## Document excerpt
Indeed, this important new finding has caused Kmiec and his colleagues to change tack, somewhat, starting with the lung cancer subtype that they were working on. Though they were originally studying adenocarcinoma, they've now switched to squamous cell carcinoma. Most lung cancer research is focused on adenocarcinoma, Kmiec explained, and there's a lot of targeted therapy research in adenocarcinoma that's focused on NRF2. The group wanted to see if the same could be done for squamous cell carcinoma.
"This doesn't mean that the technique would not be useful for adenocarcinoma as well," Kmiec said. "We also think this occurs with esophageal cancer, where these changes make CRISPR act only at the tumor cell and not the normal cells. We made a scientific decision to pursue [squamous cell carcinoma] because that puts it into a zone that is quite unique and should move things forward quickly."
However, this change in tactics did require researchers to start over and test the toxicology and efficacy of the technique in animal studies, as well as engage in new pre-IND talks with the FDA.
They published a study in Molecular Cancer Research earlier this month detailing their identification of the unique PAM that facilitates site-specific cleavage of NRF2 present only in tumor genomes.
They cataloged somatic NRF2 mutations in various cancer cases reported in The Cancer Genome Atlas and reported 214 cases of NRF2 mutations, predominately found within the protein's Neh2 domain, also known as its KEAP1-binding domain. These mutations disrupt KEAP1 binding and lead to constitutive expression of NRF2 in cancer cells. The most common NRF2 mutation that they observed, R34G, created the new PAM for Cas9 recognition, which consisted of two to six nucleotides juxtaposed to the CRISPR seed binding sequence, facilitating alignment and cleavage of the DNA.

## Work to complete
Transcribe the passage on targeting NRF2 mutations in squamous cell lung carcinoma, word for word, from beginning to end. The rows that come next are drawn from a separate source.

## Exercise data

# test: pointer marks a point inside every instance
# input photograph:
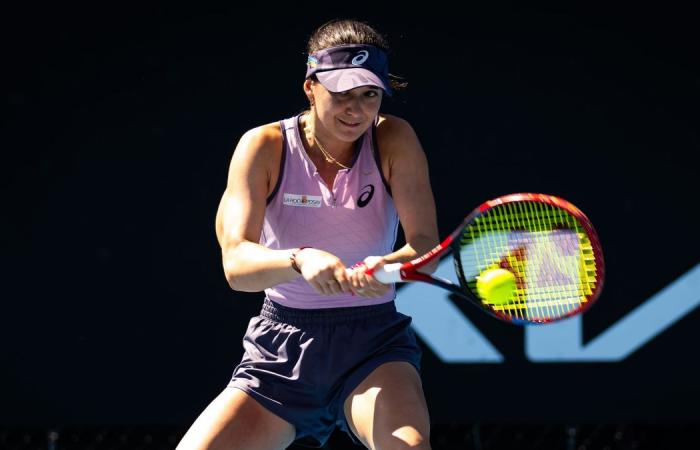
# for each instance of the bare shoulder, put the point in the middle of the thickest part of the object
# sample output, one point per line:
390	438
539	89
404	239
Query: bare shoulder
264	140
396	140
259	150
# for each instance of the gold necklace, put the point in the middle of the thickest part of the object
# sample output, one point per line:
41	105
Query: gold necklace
327	155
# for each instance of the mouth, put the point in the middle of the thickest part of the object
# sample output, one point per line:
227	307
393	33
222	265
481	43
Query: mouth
350	125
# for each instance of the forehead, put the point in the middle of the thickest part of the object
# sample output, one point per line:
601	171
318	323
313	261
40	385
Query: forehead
356	91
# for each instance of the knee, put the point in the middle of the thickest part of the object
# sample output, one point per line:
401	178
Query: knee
403	438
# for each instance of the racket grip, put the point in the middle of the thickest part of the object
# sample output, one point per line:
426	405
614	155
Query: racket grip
388	273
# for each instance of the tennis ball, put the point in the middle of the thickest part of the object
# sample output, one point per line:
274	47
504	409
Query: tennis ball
496	286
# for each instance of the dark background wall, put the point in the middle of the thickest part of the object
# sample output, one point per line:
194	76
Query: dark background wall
118	126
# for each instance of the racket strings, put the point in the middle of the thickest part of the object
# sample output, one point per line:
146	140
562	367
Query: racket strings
546	249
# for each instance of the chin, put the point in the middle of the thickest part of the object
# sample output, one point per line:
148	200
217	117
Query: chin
352	131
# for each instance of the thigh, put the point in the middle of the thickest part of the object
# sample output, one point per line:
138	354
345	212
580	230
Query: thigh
234	420
388	409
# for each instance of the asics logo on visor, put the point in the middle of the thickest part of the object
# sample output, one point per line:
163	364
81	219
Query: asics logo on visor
360	58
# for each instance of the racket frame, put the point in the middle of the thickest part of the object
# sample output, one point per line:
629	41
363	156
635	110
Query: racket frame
408	270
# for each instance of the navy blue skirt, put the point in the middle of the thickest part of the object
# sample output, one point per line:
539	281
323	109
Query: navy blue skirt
302	364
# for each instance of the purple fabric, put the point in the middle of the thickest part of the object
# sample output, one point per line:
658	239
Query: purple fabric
346	67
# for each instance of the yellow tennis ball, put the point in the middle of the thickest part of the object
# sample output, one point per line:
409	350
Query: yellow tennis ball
496	286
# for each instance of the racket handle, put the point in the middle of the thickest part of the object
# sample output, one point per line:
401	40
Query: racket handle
388	273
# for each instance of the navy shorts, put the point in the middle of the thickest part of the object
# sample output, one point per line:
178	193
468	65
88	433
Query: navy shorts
302	364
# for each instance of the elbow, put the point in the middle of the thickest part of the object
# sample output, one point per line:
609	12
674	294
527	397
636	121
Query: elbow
430	267
239	283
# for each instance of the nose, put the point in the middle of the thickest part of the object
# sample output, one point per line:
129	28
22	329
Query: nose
354	106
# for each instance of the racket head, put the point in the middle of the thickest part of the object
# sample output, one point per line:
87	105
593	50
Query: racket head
547	244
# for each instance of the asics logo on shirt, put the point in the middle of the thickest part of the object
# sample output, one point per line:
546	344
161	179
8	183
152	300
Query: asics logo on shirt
360	58
365	195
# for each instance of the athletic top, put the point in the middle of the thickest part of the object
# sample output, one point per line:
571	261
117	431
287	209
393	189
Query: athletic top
352	219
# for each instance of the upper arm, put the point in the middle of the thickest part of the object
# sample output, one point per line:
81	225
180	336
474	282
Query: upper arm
408	177
242	208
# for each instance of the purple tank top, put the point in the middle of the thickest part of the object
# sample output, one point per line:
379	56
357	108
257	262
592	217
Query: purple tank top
352	219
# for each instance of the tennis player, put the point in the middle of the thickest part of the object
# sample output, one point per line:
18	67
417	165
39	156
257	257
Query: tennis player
307	198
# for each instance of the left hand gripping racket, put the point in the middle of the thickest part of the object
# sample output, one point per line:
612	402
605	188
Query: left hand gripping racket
546	243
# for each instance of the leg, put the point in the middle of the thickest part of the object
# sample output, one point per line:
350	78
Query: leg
234	420
388	410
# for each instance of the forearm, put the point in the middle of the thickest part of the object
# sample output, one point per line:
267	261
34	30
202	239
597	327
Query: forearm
251	267
415	247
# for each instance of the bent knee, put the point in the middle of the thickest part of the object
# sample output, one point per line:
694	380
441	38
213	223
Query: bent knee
406	437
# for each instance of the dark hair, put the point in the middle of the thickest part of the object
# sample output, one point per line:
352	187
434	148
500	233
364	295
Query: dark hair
348	31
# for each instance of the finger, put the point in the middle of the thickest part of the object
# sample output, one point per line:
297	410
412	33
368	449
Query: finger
341	276
320	287
333	287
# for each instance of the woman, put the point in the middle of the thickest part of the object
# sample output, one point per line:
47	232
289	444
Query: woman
306	198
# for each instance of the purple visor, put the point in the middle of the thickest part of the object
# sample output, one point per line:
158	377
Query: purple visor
346	67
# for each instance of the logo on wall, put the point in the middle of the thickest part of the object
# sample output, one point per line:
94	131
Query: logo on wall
455	339
365	195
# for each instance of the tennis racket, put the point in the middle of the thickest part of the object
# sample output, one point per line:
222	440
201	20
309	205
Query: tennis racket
542	248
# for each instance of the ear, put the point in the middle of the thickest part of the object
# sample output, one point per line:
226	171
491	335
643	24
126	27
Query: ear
308	90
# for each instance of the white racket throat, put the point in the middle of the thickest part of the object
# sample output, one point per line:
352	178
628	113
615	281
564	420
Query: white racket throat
388	273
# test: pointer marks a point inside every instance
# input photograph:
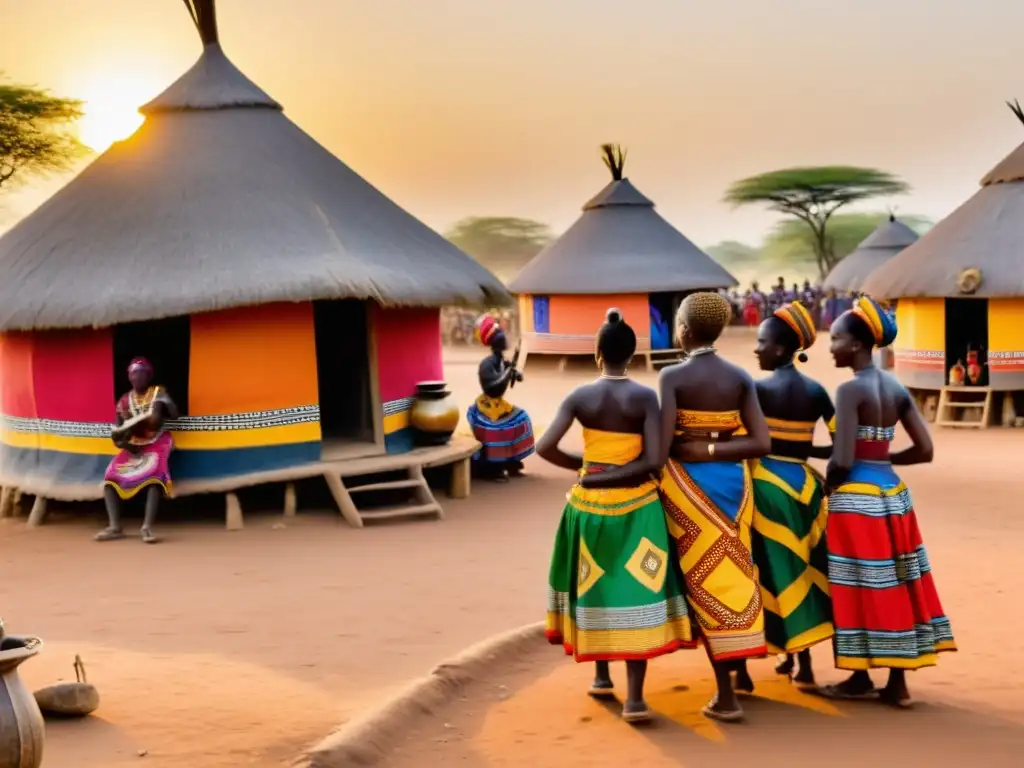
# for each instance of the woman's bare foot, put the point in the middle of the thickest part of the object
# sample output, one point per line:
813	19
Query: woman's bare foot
896	692
109	535
636	712
785	666
602	685
728	712
743	684
857	686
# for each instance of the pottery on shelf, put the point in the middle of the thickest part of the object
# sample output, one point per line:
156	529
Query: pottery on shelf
22	728
434	415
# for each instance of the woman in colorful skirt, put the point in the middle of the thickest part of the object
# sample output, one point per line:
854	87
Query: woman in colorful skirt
790	507
711	425
885	605
614	592
142	464
504	430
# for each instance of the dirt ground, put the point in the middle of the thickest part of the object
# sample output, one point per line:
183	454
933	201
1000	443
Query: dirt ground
217	649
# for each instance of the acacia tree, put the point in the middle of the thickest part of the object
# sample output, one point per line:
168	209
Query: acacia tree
36	132
813	196
503	244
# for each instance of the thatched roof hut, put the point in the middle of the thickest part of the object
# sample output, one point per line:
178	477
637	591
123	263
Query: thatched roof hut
961	287
220	201
287	305
619	253
888	240
620	245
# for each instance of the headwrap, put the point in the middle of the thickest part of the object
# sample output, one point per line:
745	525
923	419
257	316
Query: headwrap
879	320
796	316
139	364
486	327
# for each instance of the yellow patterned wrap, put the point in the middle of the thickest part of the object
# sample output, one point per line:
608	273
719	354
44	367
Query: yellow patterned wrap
710	507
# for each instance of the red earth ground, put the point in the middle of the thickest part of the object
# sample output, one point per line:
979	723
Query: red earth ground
217	649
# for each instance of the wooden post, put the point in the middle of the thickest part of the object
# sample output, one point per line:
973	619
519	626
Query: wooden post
461	479
291	503
343	500
232	510
38	513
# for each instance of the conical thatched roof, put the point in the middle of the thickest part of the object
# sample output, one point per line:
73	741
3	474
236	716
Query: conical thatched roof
986	233
620	245
220	201
888	239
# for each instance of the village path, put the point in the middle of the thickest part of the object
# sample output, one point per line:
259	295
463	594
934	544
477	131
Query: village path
221	649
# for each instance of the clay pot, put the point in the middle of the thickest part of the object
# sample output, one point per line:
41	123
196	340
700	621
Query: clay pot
434	415
22	729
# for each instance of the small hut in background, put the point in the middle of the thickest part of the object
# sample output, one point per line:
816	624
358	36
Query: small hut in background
888	240
289	307
619	253
961	303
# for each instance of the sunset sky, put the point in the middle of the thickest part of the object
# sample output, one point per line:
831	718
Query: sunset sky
457	108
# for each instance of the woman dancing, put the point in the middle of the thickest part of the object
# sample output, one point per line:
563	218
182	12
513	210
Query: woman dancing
886	608
711	425
614	592
790	507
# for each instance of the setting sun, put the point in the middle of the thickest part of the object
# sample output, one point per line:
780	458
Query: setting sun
112	111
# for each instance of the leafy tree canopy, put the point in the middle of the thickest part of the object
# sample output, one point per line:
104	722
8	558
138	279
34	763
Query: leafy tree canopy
36	132
503	244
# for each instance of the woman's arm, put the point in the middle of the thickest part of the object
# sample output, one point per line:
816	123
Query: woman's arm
641	468
845	438
547	446
667	431
827	412
922	452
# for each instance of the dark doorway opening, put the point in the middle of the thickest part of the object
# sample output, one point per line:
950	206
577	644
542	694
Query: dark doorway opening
663	318
967	332
341	329
167	344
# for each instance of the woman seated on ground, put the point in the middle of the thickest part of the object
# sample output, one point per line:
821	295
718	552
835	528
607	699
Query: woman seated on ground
885	606
790	508
614	593
711	425
504	430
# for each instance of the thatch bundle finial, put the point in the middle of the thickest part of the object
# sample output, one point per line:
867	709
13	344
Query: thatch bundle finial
614	158
1015	108
204	15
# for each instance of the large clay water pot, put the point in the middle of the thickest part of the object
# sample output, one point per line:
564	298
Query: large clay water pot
434	415
22	729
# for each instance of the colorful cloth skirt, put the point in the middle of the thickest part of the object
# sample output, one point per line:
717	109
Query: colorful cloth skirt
885	606
504	430
710	507
129	473
614	592
787	541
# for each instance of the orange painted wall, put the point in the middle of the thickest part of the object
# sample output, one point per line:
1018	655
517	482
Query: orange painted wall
585	314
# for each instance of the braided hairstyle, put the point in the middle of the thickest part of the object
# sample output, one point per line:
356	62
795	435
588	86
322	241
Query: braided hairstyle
616	342
705	315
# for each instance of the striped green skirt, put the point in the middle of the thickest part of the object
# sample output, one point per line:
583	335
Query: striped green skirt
790	552
614	590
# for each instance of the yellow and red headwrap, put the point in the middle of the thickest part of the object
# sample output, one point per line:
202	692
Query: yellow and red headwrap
486	327
879	321
797	317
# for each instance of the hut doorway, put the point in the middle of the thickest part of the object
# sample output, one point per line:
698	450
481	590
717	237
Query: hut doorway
967	332
167	344
663	318
342	332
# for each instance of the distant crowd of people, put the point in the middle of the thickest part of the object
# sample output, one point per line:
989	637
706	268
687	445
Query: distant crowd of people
751	307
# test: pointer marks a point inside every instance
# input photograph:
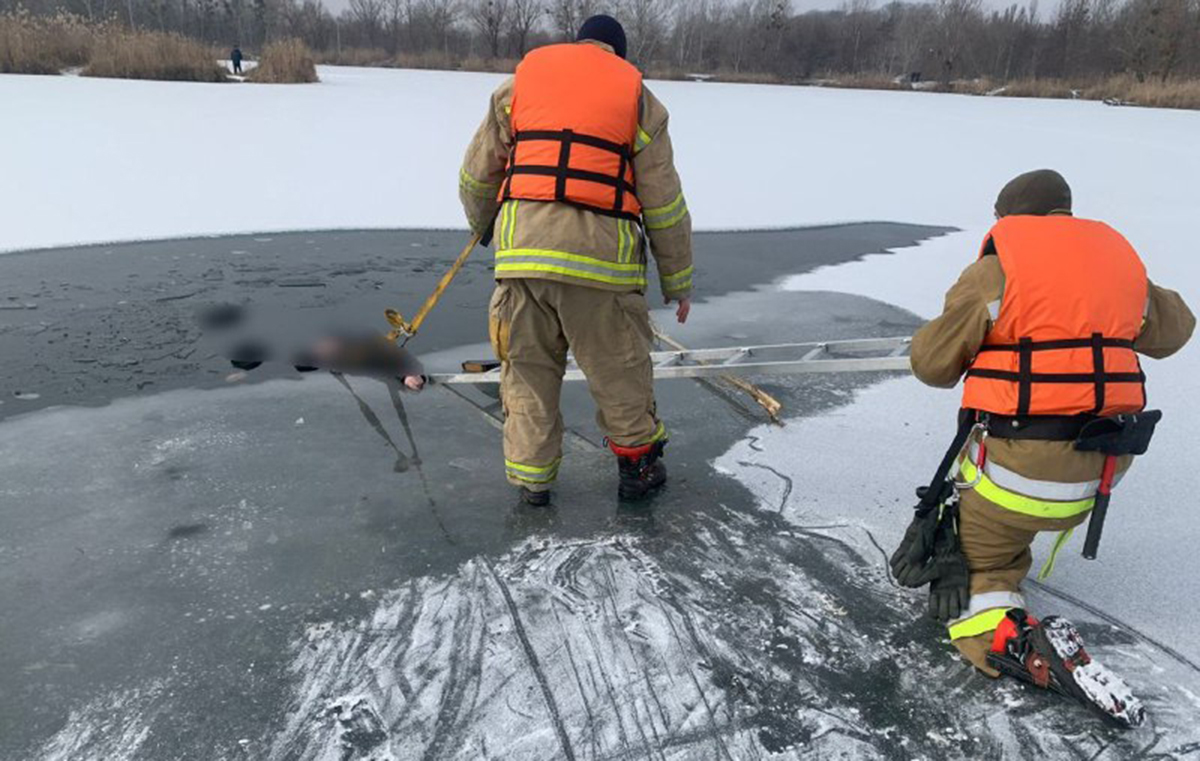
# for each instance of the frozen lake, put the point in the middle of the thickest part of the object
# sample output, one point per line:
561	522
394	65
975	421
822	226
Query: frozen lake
286	567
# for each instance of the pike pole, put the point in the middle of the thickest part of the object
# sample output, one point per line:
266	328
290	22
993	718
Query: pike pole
403	330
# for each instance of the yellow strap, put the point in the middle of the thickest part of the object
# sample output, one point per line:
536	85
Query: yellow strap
510	227
1059	544
983	623
643	139
1019	503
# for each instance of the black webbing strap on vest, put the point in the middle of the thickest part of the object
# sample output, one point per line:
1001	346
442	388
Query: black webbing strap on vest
936	492
1025	377
563	171
1036	427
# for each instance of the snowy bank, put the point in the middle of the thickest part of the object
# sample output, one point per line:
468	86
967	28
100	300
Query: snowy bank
112	160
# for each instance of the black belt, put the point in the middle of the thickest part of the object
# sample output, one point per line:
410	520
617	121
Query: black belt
1036	427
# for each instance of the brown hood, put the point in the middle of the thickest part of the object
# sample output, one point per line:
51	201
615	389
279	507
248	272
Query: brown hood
1039	193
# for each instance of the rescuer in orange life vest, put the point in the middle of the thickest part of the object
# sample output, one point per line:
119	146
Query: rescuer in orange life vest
1047	325
574	166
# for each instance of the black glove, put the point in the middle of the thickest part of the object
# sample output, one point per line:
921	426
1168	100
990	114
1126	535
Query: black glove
949	592
911	563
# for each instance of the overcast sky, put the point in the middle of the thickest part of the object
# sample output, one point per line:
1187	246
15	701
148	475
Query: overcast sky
799	6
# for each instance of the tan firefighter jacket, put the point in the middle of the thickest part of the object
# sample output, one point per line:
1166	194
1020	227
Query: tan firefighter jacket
573	245
1033	478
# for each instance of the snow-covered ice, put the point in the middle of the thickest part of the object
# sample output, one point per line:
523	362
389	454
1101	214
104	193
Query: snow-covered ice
381	148
133	160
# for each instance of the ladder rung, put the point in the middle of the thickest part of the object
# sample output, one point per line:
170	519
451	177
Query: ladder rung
737	357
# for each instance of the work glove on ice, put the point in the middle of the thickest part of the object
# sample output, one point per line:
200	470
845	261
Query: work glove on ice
949	592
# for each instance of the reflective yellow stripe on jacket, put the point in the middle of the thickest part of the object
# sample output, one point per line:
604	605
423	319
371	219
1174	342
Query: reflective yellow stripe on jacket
677	282
515	262
661	217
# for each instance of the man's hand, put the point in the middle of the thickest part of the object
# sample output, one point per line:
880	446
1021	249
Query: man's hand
682	310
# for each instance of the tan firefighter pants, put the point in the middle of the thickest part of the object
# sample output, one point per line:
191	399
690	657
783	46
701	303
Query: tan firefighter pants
532	325
996	543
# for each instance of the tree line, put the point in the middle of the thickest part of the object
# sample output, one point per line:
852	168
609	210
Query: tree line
936	40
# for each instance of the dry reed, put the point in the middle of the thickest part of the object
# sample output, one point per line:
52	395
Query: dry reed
286	61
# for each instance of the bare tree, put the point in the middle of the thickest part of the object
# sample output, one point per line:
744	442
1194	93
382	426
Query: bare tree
369	15
490	17
568	16
646	24
957	22
523	17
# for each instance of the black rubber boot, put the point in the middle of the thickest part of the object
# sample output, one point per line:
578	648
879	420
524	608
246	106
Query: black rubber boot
1050	654
641	469
534	498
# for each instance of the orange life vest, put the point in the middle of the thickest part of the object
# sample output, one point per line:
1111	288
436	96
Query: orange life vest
1062	345
575	111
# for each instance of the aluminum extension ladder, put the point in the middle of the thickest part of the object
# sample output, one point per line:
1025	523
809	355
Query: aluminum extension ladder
855	355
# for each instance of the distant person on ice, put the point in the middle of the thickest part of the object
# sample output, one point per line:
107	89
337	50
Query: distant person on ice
575	166
1047	325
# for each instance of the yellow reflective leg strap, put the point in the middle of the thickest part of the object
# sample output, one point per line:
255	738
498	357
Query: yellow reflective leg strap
1019	503
533	473
983	623
660	435
1059	544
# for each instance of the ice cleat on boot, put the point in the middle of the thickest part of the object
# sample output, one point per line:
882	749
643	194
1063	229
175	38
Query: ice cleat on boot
534	498
640	468
1050	654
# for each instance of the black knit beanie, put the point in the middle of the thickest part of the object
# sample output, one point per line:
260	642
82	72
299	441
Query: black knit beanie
604	29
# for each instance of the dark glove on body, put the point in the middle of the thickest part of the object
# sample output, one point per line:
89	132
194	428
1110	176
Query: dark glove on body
911	564
949	593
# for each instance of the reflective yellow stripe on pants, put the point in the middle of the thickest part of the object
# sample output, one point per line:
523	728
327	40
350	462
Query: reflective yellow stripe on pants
533	473
985	612
1025	504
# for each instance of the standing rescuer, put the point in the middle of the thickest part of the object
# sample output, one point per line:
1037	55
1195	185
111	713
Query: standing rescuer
1047	327
573	169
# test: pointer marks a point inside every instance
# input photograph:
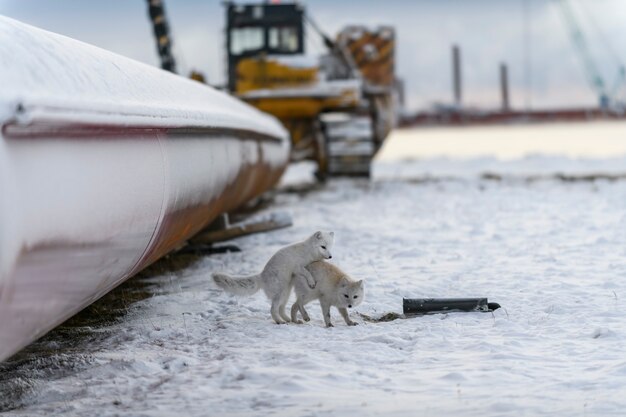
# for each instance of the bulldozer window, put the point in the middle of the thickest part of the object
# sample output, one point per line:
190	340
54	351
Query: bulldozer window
283	39
246	39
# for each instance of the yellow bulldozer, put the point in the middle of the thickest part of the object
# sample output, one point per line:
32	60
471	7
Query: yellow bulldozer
338	107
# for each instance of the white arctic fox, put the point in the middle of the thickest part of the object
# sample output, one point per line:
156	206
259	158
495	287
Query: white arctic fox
333	288
277	277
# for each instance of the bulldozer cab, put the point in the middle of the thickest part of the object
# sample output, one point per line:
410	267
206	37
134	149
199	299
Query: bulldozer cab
262	29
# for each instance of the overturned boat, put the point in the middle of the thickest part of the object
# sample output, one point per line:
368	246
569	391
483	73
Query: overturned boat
107	164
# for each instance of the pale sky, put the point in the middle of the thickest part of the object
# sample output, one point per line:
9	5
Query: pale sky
488	32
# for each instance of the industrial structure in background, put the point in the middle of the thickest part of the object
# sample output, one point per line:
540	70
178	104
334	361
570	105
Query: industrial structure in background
339	107
611	96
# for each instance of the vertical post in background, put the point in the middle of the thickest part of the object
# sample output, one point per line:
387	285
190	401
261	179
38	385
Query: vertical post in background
504	87
161	33
456	75
527	55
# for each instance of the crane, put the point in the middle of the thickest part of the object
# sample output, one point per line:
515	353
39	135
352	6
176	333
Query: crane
607	97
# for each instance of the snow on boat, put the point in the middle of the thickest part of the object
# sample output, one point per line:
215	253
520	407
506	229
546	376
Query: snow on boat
107	164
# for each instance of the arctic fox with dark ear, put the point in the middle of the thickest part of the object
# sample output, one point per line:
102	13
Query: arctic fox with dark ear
277	277
333	288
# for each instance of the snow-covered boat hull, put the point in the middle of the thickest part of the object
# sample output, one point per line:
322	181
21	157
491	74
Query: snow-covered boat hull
106	165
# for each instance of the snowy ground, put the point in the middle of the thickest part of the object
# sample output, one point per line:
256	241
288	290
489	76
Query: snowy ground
551	250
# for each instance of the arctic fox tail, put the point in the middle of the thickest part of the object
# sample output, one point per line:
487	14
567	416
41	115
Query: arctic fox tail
238	285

## Solution for this task
Indeed, this important new finding has caused Kmiec and his colleagues to change tack, somewhat, starting with the lung cancer subtype that they were working on. Though they were originally studying adenocarcinoma, they've now switched to squamous cell carcinoma. Most lung cancer research is focused on adenocarcinoma, Kmiec explained, and there's a lot of targeted therapy research in adenocarcinoma that's focused on NRF2. The group wanted to see if the same could be done for squamous cell carcinoma.
"This doesn't mean that the technique would not be useful for adenocarcinoma as well," Kmiec said. "We also think this occurs with esophageal cancer, where these changes make CRISPR act only at the tumor cell and not the normal cells. We made a scientific decision to pursue [squamous cell carcinoma] because that puts it into a zone that is quite unique and should move things forward quickly."
However, this change in tactics did require researchers to start over and test the toxicology and efficacy of the technique in animal studies, as well as engage in new pre-IND talks with the FDA.
They published a study in Molecular Cancer Research earlier this month detailing their identification of the unique PAM that facilitates site-specific cleavage of NRF2 present only in tumor genomes.
They cataloged somatic NRF2 mutations in various cancer cases reported in The Cancer Genome Atlas and reported 214 cases of NRF2 mutations, predominately found within the protein's Neh2 domain, also known as its KEAP1-binding domain. These mutations disrupt KEAP1 binding and lead to constitutive expression of NRF2 in cancer cells. The most common NRF2 mutation that they observed, R34G, created the new PAM for Cas9 recognition, which consisted of two to six nucleotides juxtaposed to the CRISPR seed binding sequence, facilitating alignment and cleavage of the DNA.